TEXTO DO DOCUMENTO →
○ ○ ○ ○ ○
Outra abordagem é a gestão de casos, em que os beneficiários que, por sua condição, demandam muitos recursos médico-hospitalares são objeto de um projeto de cuidado específico. Também aqui os ganhos são significativos, mas a população envolvida é, normalmente, pequena. Evitam-se grandes despesas para uma porção mínima de pessoas, o que faz com que a economia seja insiginificante no total da massa.

A ANS e a prevenção

A ANS tem atuado no sentido de promover a prevenção como foco, não somente medica acessória de um mercado sem grandes alternativas. O IDSS, a forma de contabilização, o programa de envelhecimento ativo, tudo é sinal de que o caminho está definido. Falta, entretando, o empurrão que fará com que as medidas sejam realmente implementadas.

As operadoras ainda estão tentando se ajustar a uma época pós Lei 9656. Embora já tenha mais de dez anos, a lei engessou a capacidade de gerar receitas das operadoras, num mercado altamente competitivo cujos preços são referências falsas.
○ ○ ○ ○ ○
MATERIAL EXTRAÍDO →

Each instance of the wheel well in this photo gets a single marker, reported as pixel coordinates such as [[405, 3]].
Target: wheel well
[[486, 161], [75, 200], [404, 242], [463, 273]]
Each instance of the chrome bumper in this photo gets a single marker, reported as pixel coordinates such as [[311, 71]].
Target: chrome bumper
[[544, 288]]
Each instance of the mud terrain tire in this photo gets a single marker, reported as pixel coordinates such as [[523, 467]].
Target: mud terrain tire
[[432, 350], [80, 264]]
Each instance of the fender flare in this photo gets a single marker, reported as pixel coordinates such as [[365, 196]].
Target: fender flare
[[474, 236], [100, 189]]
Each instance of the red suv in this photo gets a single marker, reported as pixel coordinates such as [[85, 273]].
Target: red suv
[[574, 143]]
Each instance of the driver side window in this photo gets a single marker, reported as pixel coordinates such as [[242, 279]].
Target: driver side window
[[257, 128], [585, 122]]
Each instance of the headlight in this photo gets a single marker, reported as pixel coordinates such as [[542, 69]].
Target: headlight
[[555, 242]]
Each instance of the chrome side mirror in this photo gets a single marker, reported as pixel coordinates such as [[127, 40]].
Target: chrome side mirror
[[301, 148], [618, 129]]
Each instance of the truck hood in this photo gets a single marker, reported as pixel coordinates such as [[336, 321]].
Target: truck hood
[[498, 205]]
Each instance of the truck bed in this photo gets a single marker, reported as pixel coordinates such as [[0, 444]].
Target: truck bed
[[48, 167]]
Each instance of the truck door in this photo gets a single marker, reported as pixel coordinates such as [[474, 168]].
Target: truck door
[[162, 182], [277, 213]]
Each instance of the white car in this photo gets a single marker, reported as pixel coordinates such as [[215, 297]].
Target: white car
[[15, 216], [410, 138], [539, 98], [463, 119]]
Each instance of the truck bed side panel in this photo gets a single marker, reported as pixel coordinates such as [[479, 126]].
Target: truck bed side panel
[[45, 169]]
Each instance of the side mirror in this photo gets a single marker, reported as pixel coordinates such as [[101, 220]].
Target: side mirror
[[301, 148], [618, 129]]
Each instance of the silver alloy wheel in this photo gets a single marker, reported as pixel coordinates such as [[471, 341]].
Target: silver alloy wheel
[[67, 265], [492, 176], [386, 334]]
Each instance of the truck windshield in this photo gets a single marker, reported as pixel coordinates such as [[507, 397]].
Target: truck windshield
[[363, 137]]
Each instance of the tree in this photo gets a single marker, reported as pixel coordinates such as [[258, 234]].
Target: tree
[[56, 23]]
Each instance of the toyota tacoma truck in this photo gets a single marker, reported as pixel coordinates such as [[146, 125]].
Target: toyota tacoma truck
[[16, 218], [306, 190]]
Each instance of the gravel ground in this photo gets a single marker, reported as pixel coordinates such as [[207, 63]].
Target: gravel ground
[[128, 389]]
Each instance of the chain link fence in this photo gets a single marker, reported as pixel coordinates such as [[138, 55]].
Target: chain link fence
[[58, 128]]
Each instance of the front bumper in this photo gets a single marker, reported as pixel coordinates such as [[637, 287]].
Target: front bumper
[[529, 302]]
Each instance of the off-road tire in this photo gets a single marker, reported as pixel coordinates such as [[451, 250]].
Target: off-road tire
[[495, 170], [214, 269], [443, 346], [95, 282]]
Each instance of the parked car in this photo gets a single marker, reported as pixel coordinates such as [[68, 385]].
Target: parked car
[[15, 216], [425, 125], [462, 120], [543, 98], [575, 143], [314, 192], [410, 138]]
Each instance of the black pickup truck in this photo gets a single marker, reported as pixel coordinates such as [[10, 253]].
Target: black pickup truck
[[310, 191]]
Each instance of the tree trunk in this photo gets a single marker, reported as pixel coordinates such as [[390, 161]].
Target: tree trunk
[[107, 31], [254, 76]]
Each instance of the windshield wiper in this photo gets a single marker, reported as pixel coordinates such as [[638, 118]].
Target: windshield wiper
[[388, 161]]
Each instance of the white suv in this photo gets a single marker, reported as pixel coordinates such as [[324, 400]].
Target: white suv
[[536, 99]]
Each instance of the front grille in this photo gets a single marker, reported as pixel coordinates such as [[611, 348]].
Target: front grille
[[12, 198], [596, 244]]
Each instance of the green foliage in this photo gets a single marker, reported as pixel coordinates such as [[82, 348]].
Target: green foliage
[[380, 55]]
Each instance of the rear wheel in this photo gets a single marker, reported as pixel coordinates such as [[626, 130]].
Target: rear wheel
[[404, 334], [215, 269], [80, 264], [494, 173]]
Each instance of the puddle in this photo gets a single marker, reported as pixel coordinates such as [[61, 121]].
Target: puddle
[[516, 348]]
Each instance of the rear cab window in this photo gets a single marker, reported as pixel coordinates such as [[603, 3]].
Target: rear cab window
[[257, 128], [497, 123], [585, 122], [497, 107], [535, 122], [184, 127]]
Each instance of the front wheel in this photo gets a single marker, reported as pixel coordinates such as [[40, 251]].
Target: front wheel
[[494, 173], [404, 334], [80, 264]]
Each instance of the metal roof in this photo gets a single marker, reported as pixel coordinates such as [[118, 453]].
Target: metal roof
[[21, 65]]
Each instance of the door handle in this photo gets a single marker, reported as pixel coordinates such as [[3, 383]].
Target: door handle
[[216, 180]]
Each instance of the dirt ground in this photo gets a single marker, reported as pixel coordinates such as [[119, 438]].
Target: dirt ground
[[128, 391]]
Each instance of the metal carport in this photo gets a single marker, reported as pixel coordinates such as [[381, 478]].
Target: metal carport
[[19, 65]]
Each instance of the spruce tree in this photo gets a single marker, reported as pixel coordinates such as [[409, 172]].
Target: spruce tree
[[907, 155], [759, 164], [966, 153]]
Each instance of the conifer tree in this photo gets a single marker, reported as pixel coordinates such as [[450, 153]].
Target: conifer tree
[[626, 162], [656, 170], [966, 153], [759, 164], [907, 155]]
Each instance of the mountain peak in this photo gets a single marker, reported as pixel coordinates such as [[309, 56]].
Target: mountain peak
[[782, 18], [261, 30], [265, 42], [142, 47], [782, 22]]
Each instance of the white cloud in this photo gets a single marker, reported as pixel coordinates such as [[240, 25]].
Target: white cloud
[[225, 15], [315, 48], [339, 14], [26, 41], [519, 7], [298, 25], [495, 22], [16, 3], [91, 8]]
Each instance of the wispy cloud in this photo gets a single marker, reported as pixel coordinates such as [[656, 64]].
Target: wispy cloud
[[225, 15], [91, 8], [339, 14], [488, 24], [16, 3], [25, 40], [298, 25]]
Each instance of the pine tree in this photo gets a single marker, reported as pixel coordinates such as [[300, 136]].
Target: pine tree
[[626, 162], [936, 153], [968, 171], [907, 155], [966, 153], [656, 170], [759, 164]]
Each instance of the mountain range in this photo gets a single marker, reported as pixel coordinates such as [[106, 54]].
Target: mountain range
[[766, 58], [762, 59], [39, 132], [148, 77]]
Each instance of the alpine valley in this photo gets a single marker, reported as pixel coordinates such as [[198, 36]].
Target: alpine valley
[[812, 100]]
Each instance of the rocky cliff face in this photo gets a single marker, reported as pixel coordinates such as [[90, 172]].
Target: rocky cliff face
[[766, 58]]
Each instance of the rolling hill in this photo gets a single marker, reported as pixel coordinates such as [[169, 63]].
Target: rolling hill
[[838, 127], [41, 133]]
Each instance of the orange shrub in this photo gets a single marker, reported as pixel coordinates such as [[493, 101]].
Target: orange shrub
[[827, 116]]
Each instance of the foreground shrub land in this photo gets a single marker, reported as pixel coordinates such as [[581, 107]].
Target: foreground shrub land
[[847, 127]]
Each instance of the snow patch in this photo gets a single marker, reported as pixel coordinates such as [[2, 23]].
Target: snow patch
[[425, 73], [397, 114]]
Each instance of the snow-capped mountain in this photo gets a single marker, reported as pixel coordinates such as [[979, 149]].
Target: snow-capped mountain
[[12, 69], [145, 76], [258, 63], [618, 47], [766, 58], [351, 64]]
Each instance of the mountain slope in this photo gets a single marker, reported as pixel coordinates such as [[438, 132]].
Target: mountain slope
○ ○ ○ ○ ○
TAREFAS DO EXERCÍCIO →
• A. No texto sobre a ANS e a prevenção, quais elementos são citados como sinal de que o caminho está definido?
• B. Dê continuidade ao texto sobre a ANS e a prevenção a partir da última frase apresentada.

RESPOSTAS DO EXERCÍCIO →
• A. O IDSS, a forma de contabilização e o programa de envelhecimento ativo.

• B.
A ANS pode dar vários passos à frente. Estranhamente, está preocupada com a publicação de mapas localizadores dos prestadores, com sua óbvias implicações na sinistralidade das OPS e na qualidade de vida dos beneficiários…

Os beneficiários e a cultura da prevenção

Ou melhor, a falta de cultura…

Em um momento, pode comer ovo com gema. No outro, não pode, pois pode fazer mal… O bom é o exercício físico, Não, basta a atividade física…

Já não é hábito fazer prevenção de qualquer coisa no Brasil. De saúde, então, é muito mais difícil. O cidadão vai ao médico em último caso, passando pela farmácia e pelo guia espiritual antes. E acha que é vontade divina quando o câncer apresenta matástase.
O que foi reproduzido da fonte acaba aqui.